▶ [Exercise task]
Recast every line of the entries below as a Markdown table with the columns No. and Line, numbering the rows and leaving out blank lines. Leave the pictures out of the table.

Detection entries
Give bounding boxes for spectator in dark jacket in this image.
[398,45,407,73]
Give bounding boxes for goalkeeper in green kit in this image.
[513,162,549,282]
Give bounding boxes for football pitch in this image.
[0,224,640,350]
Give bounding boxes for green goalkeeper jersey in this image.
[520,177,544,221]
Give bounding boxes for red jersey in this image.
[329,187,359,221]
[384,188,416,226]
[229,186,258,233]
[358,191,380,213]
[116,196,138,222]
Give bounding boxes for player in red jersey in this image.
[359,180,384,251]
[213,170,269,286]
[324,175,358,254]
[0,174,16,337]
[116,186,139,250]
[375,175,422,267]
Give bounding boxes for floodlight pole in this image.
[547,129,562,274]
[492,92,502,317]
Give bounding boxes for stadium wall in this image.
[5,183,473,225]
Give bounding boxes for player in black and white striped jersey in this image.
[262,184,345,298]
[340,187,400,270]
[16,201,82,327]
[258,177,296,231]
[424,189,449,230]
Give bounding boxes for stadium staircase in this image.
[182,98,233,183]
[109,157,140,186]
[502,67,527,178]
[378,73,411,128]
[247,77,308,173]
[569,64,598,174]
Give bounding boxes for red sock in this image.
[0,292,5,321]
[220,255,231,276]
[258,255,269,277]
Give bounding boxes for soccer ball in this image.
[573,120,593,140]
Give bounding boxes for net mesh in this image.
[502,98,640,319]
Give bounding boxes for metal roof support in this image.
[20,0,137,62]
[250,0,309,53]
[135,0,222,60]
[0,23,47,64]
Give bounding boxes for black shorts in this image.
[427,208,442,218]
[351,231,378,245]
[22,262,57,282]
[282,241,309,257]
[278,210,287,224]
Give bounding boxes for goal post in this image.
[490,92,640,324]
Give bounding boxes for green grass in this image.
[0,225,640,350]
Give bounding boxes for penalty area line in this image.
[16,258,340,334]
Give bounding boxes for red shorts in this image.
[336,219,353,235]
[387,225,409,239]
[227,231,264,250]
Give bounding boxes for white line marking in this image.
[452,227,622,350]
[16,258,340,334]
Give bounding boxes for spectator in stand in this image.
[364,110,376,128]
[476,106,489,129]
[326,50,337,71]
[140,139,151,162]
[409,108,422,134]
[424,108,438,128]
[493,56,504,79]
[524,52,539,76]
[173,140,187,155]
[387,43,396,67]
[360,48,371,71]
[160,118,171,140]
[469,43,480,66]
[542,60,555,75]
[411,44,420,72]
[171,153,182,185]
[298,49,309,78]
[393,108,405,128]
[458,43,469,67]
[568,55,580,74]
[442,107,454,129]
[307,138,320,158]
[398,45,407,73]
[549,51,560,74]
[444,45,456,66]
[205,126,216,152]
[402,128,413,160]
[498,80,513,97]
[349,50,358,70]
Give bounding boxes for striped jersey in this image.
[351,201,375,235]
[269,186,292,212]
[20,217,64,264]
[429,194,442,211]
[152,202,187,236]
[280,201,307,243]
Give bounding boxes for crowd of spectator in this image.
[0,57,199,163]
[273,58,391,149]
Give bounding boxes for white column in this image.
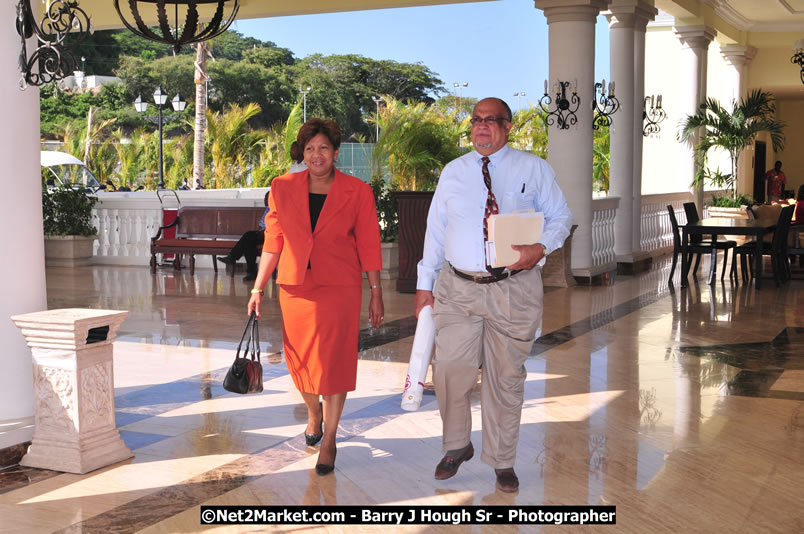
[0,2,47,449]
[720,44,757,196]
[608,5,639,263]
[674,26,716,213]
[534,0,608,277]
[631,4,658,256]
[720,44,757,101]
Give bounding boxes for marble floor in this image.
[0,261,804,534]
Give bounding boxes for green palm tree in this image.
[372,96,469,191]
[207,103,261,189]
[679,89,786,200]
[592,126,611,193]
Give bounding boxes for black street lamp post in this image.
[134,87,187,189]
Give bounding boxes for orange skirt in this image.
[279,276,362,395]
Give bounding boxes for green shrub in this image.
[42,186,98,236]
[709,195,754,208]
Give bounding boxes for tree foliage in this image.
[679,89,786,199]
[373,96,469,191]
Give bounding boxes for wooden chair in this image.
[731,206,795,286]
[667,204,737,283]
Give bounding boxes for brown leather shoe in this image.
[435,442,475,480]
[494,467,519,493]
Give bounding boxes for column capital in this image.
[605,0,659,32]
[720,44,757,67]
[533,0,608,25]
[673,25,717,50]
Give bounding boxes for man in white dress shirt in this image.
[416,98,572,493]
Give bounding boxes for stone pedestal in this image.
[11,309,133,474]
[45,235,98,267]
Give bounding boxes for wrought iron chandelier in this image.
[642,95,667,137]
[539,80,581,130]
[114,0,240,53]
[592,80,620,130]
[790,39,804,83]
[17,0,90,89]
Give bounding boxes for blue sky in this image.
[233,0,611,108]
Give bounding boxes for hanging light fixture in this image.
[17,0,90,89]
[642,95,667,137]
[539,80,581,130]
[592,80,620,130]
[790,39,804,83]
[114,0,240,53]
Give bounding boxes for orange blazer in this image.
[262,169,382,286]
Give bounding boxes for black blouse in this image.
[309,193,327,232]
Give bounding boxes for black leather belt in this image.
[449,263,522,284]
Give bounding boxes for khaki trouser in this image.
[433,264,544,469]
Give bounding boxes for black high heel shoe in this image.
[315,449,338,476]
[304,402,324,447]
[304,433,324,447]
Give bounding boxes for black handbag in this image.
[223,313,262,394]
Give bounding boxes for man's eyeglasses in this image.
[469,117,508,126]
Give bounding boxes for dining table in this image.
[681,217,776,289]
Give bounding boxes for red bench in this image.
[151,206,265,274]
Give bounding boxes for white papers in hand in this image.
[402,306,435,412]
[486,210,544,267]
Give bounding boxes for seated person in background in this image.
[218,141,307,282]
[765,161,787,202]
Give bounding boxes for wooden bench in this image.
[151,206,265,274]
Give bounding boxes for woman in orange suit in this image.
[248,119,383,475]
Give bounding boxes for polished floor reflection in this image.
[0,262,804,534]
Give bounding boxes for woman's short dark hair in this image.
[296,118,341,151]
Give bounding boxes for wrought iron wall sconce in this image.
[17,0,90,89]
[790,39,804,83]
[592,80,620,130]
[114,0,240,54]
[539,80,581,130]
[642,95,667,137]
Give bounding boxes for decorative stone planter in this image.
[11,309,133,474]
[394,191,433,293]
[45,235,98,267]
[380,243,399,280]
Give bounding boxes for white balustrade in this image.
[92,192,267,268]
[592,197,620,267]
[92,188,720,268]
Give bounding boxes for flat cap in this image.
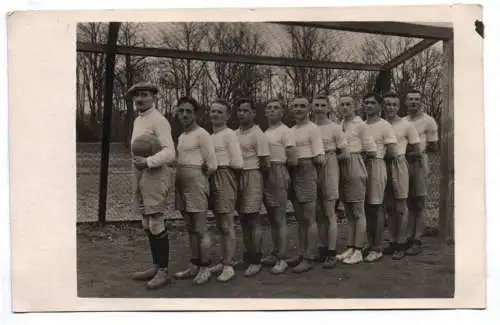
[127,82,158,96]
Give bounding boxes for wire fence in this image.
[77,139,440,228]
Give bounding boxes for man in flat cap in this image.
[127,82,176,289]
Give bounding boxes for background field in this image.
[77,144,454,298]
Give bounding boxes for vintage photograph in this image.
[75,21,455,298]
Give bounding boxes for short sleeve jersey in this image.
[404,113,439,152]
[341,116,377,153]
[211,127,243,169]
[264,124,295,163]
[366,118,398,159]
[318,122,347,151]
[177,127,217,169]
[392,119,420,155]
[236,125,269,170]
[292,121,325,159]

▶ [Written response]
| No. | Line |
|---|---|
| 1 | Give bounding boxes for spectator in dark jacket in this image. |
| 2 | [398,45,407,73] |
| 3 | Give bounding boxes for goalkeeper in green kit in this image. |
| 4 | [513,162,549,282] |
| 5 | Give bounding boxes for football pitch in this image. |
| 6 | [0,224,640,350] |
| 7 | Give bounding boxes for green goalkeeper jersey in this image. |
| 8 | [520,177,544,221] |
| 9 | Give bounding boxes for red jersey in this image. |
| 10 | [329,187,359,221] |
| 11 | [384,188,416,226] |
| 12 | [229,186,258,233] |
| 13 | [358,191,380,213] |
| 14 | [116,196,138,222] |
| 15 | Give bounding boxes for player in red jersey in this image. |
| 16 | [359,180,384,251] |
| 17 | [213,170,269,286] |
| 18 | [324,175,358,254] |
| 19 | [0,174,16,337] |
| 20 | [116,186,139,250] |
| 21 | [375,175,422,267] |
| 22 | Give bounding boxes for floodlight pole in this image. |
| 23 | [547,129,562,274] |
| 24 | [492,92,502,317] |
| 25 | Give bounding boxes for stadium wall in this image. |
| 26 | [5,183,473,225] |
| 27 | Give bounding boxes for player in black and white striped jersey in this image. |
| 28 | [262,184,345,298] |
| 29 | [340,187,400,270] |
| 30 | [16,201,82,327] |
| 31 | [258,177,296,231] |
| 32 | [424,189,449,230] |
| 33 | Give bounding boxes for stadium staircase in this image. |
| 34 | [182,98,233,183] |
| 35 | [109,157,140,186] |
| 36 | [502,67,527,178] |
| 37 | [378,73,411,128] |
| 38 | [247,77,308,173] |
| 39 | [569,64,598,174] |
| 40 | Give bounding boxes for red sock in this image. |
| 41 | [0,292,5,321] |
| 42 | [220,255,231,276] |
| 43 | [258,255,269,277] |
| 44 | Give bounding boxes for soccer ball in this image. |
| 45 | [573,120,593,140] |
| 46 | Give bounding boxes for net mesh in this image. |
| 47 | [502,98,640,319] |
| 48 | Give bounding boxes for metal roof support in this image. |
| 49 | [20,0,137,62] |
| 50 | [250,0,309,53] |
| 51 | [135,0,222,60] |
| 52 | [0,23,47,64] |
| 53 | Give bounding boxes for black shorts in this image. |
| 54 | [427,208,442,218] |
| 55 | [351,231,378,245] |
| 56 | [22,262,57,282] |
| 57 | [282,241,309,257] |
| 58 | [278,210,287,224] |
| 59 | Give bounding boxes for goal post in this image. |
| 60 | [490,92,640,324] |
| 61 | Give bounding boxes for green grass in this image. |
| 62 | [0,225,640,350] |
| 63 | Give bounding boxes for penalty area line in this image. |
| 64 | [16,258,340,334] |
| 65 | Give bounding boxes for red shorts in this image. |
| 66 | [336,219,353,235] |
| 67 | [387,225,409,239] |
| 68 | [227,231,264,250] |
| 69 | Give bounding boxes for white line marking in this image. |
| 70 | [452,227,622,350] |
| 71 | [16,258,340,334] |
| 72 | Give bounding boxes for spectator in stand in this image. |
| 73 | [364,110,376,128] |
| 74 | [476,106,489,129] |
| 75 | [326,50,337,71] |
| 76 | [140,139,151,162] |
| 77 | [409,108,422,134] |
| 78 | [424,108,438,128] |
| 79 | [493,56,504,79] |
| 80 | [524,52,539,76] |
| 81 | [173,140,187,155] |
| 82 | [387,43,396,67] |
| 83 | [360,48,371,71] |
| 84 | [160,118,171,140] |
| 85 | [469,43,480,66] |
| 86 | [542,60,555,75] |
| 87 | [411,44,420,72] |
| 88 | [171,153,182,185] |
| 89 | [298,49,309,78] |
| 90 | [393,108,405,128] |
| 91 | [458,43,469,67] |
| 92 | [568,55,580,74] |
| 93 | [442,107,454,129] |
| 94 | [307,138,320,158] |
| 95 | [398,45,407,73] |
| 96 | [549,51,560,74] |
| 97 | [444,45,456,66] |
| 98 | [205,126,216,152] |
| 99 | [402,128,413,160] |
| 100 | [498,80,513,97] |
| 101 | [349,50,358,70] |
| 102 | Give bounding boxes for striped jersey in this image. |
| 103 | [351,201,375,235] |
| 104 | [269,186,292,212] |
| 105 | [20,217,64,264] |
| 106 | [429,194,442,211] |
| 107 | [152,202,187,236] |
| 108 | [280,201,307,243] |
| 109 | Give bounding boxes for crowd of spectator in this image. |
| 110 | [0,57,199,163] |
| 111 | [273,58,391,149] |
| 112 | Give bounding boxes for white column in this image. |
| 113 | [0,2,47,449] |
| 114 | [720,44,757,196] |
| 115 | [608,5,639,263] |
| 116 | [674,26,716,213] |
| 117 | [534,0,608,277] |
| 118 | [631,4,658,256] |
| 119 | [720,44,757,101] |
| 120 | Give bounding boxes for marble floor in this image. |
| 121 | [0,261,804,534] |
| 122 | Give bounding boxes for green palm tree in this image. |
| 123 | [372,96,469,191] |
| 124 | [207,103,261,189] |
| 125 | [679,89,786,200] |
| 126 | [592,126,611,193] |
| 127 | Give bounding boxes for black street lamp post in this image. |
| 128 | [134,87,187,189] |
| 129 | Give bounding boxes for orange skirt in this image. |
| 130 | [279,276,362,395] |
| 131 | Give bounding boxes for green shrub in this image. |
| 132 | [42,186,98,236] |
| 133 | [709,195,754,208] |
| 134 | Give bounding boxes for tree foliage in this image. |
| 135 | [679,89,786,199] |
| 136 | [373,96,469,191] |
| 137 | Give bounding boxes for wooden chair in this image. |
| 138 | [731,206,795,286] |
| 139 | [667,204,737,283] |
| 140 | Give bounding boxes for brown leather shoe in this image. |
| 141 | [435,442,475,480] |
| 142 | [494,467,519,493] |
| 143 | Give bounding boxes for column capital in this image. |
| 144 | [605,0,659,32] |
| 145 | [720,44,757,67] |
| 146 | [533,0,608,25] |
| 147 | [673,25,717,50] |
| 148 | Give bounding boxes for man in white dress shirt in this image. |
| 149 | [416,98,572,493] |
| 150 | Give bounding boxes for stone pedestal in this image. |
| 151 | [11,309,133,474] |
| 152 | [45,235,98,267] |
| 153 | Give bounding boxes for wrought iron chandelier in this image. |
| 154 | [642,95,667,137] |
| 155 | [539,80,581,130] |
| 156 | [114,0,240,53] |
| 157 | [592,80,620,130] |
| 158 | [790,39,804,83] |
| 159 | [17,0,90,89] |
| 160 | Give bounding boxes for blue sky in this image. |
| 161 | [233,0,611,108] |
| 162 | Give bounding boxes for hanging light fixture in this image. |
| 163 | [17,0,90,89] |
| 164 | [642,95,667,137] |
| 165 | [539,80,581,130] |
| 166 | [592,80,620,130] |
| 167 | [790,39,804,83] |
| 168 | [114,0,240,53] |
| 169 | Give bounding boxes for orange blazer in this image. |
| 170 | [262,169,382,286] |
| 171 | Give bounding boxes for black blouse in this image. |
| 172 | [309,193,327,232] |
| 173 | Give bounding boxes for black leather belt in this image. |
| 174 | [449,263,522,284] |
| 175 | Give bounding boxes for khaki trouser in this image. |
| 176 | [433,264,544,469] |
| 177 | Give bounding boxes for black high heel shoe in this image. |
| 178 | [315,449,338,476] |
| 179 | [304,402,324,447] |
| 180 | [304,433,324,447] |
| 181 | Give bounding boxes for black handbag in this image. |
| 182 | [223,313,262,394] |
| 183 | Give bounding boxes for man's eyeglasses in this image. |
| 184 | [469,117,508,126] |
| 185 | Give bounding boxes for dining table in this image. |
| 186 | [681,217,776,289] |
| 187 | Give bounding boxes for red bench in this image. |
| 188 | [151,206,265,274] |
| 189 | Give bounding boxes for white papers in hand in this image. |
| 190 | [402,306,435,412] |
| 191 | [486,210,544,267] |
| 192 | Give bounding boxes for seated person in background in this image. |
| 193 | [218,141,307,282] |
| 194 | [765,161,787,202] |
| 195 | Give bounding boxes for wooden bench in this image. |
| 196 | [151,206,265,274] |
| 197 | Give bounding boxes for woman in orange suit in this image. |
| 198 | [248,119,383,475] |
| 199 | Give bounding boxes for polished floor reflection in this image. |
| 200 | [0,262,804,534] |
| 201 | Give bounding boxes for woman's short dark hair in this image. |
| 202 | [296,118,341,151] |
| 203 | Give bounding boxes for wrought iron wall sconce in this image. |
| 204 | [17,0,90,89] |
| 205 | [790,39,804,83] |
| 206 | [592,80,620,130] |
| 207 | [114,0,240,54] |
| 208 | [539,80,581,130] |
| 209 | [642,95,667,137] |
| 210 | Give bounding boxes for decorative stone planter in this image. |
| 211 | [11,309,133,474] |
| 212 | [394,191,433,293] |
| 213 | [45,235,98,267] |
| 214 | [380,243,399,280] |
| 215 | Give bounding boxes for white balustrade in this image. |
| 216 | [92,192,267,268] |
| 217 | [592,197,620,267] |
| 218 | [92,188,720,268] |
| 219 | Give bounding boxes for flat cap in this image. |
| 220 | [127,82,158,96] |
| 221 | Give bounding boxes for wire fence in this image. |
| 222 | [77,139,440,228] |
| 223 | Give bounding boxes for man in flat cap in this image. |
| 224 | [127,82,176,289] |
| 225 | Give bounding boxes for background field in this image. |
| 226 | [77,144,454,298] |
| 227 | Give bounding boxes for vintage photograph in this image. |
| 228 | [75,21,455,298] |
| 229 | Give bounding boxes for short sleeve jersey in this image. |
| 230 | [404,113,439,152] |
| 231 | [341,116,377,153] |
| 232 | [211,127,243,169] |
| 233 | [264,124,295,163] |
| 234 | [366,118,398,159] |
| 235 | [318,122,347,151] |
| 236 | [177,127,217,169] |
| 237 | [392,119,420,155] |
| 238 | [236,125,269,170] |
| 239 | [292,121,325,159] |